• 指示内容 A: 以下の日帰り登山の持ち物ガイドで、普段使いの綿の靴下を登山で履いた場合に起こるとされている問題をすべて挙げてください。
• 指示内容 B: 以下の日帰り登山の持ち物ガイドについて、最後の文の後に続く文章を書き継いでください。

• 提示された抜粋:
日帰り登山を始めてみたいけれど、何を持って行けばいいのか迷ってしまう…そんな初心者の方に向けて、必要な持ち物をやさしく解説します。
絶対に必要な装備から、あると便利なプラスαまで、チェックリスト形式でご紹介。安全で快適な登山デビューをサポートします。
基本装備:これだけは絶対に!
登山に欠かせない基本装備を4つご紹介します。これだけは忘れずに準備して、安全で快適な山歩きを楽しみましょう。
登山靴
登山道は舗装されていない不整地がほとんど。街歩き用のスニーカーでは滑ったり、足をひねったりする危険性があります。露出した岩につま先をぶつけることもあります。
登山初心者には、足首までしっかりホールドしてくれる「ミッドカットタイプ」の登山靴がおすすめです。つま先が堅い素材でガードされているタイプであれば、足先まで守ってくれるので安心です。
足のサイズ+0.5~1cmほど余裕があると、下り坂でもつま先が圧迫されにくく快適。試着の際は厚手の登山用靴下を履いて確認しましょう。最初は軽量タイプを選ぶと足への負担も少なく、登山の楽しさを感じやすくなります。
登山用靴下
登山靴とセットで重要なのが靴下選びです。普段使いの綿の靴下では、汗を吸っても乾きにくく、足を冷やしたり、靴擦れの原因になることも。

• データ部分:
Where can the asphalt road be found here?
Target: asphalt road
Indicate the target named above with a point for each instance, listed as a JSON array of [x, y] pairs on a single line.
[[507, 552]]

• 解答 A:
- 汗を吸っても乾きにくい
- 足を冷やす
- 靴擦れの原因になる

• 解答 B:
登山には吸湿速乾性に優れた素材で、厚みがありクッション性の高い登山専用靴下が最適です。夏でも薄手すぎるものは避け、長時間の歩行に耐えられる厚手タイプを選びましょう。
当日履いていく1足だけでなく、替えの足もザックに忍ばせておくと安心です。登山中に使わなくても下山後に履き替えることもでできます。
ザック(20〜30L)
日帰り登山には、容量20〜30リットル程度のザックが適しています。お弁当や飲み物、雨具などを無理なく収納できるサイズ感で、軽くて背負いやすいものを選びましょう。
背面メッシュ構造で通気性があると汗がたまりにくく、快適に歩けます。チェストベルトやウエストベルトがついていると、荷物の揺れを防いで安定性が増します。
登山用ザックはカラーバリエーションも豊富なので、好みの色を選べば気分もアップ!ただし、自分の体型とのフィット感重視で選ぶのが大切です。


ザックカバー
突然の雨に備えて、ザック全体を覆えるザックカバーも忘れずに準備しましょう。ザックに内蔵されているものもありますが、別売りの場合は必ずサイズを確認して購入を。
防水性はもちろん、軽量でコンパクトに収納できるタイプが便利です。派手な色のカバーを選べば、悪天候時でも目立ちやすく、安全性の向上にもつながります。

快適に歩くためのウェア&レイヤリング
登山では体温調節が重要です。天候や標高の変化に対応できるよう、レイヤリング(重ね着)を基本にしたウェア選びを意識しましょう。
ベースレイヤー(インナー)
肌に直接触れるベースレイヤーは、汗をすばやく吸収し、乾かしてくれる素材を選ぶのがポイントです。ポリエステルやウール混の速乾性インナーがおすすめ。
夏場はメッシュ構造で通気性のあるタイプ、春や秋は保温性を兼ね備えたものを選ぶと快適です。登山中は汗をかくため、替えのインナーを1枚持っていくと安心できます。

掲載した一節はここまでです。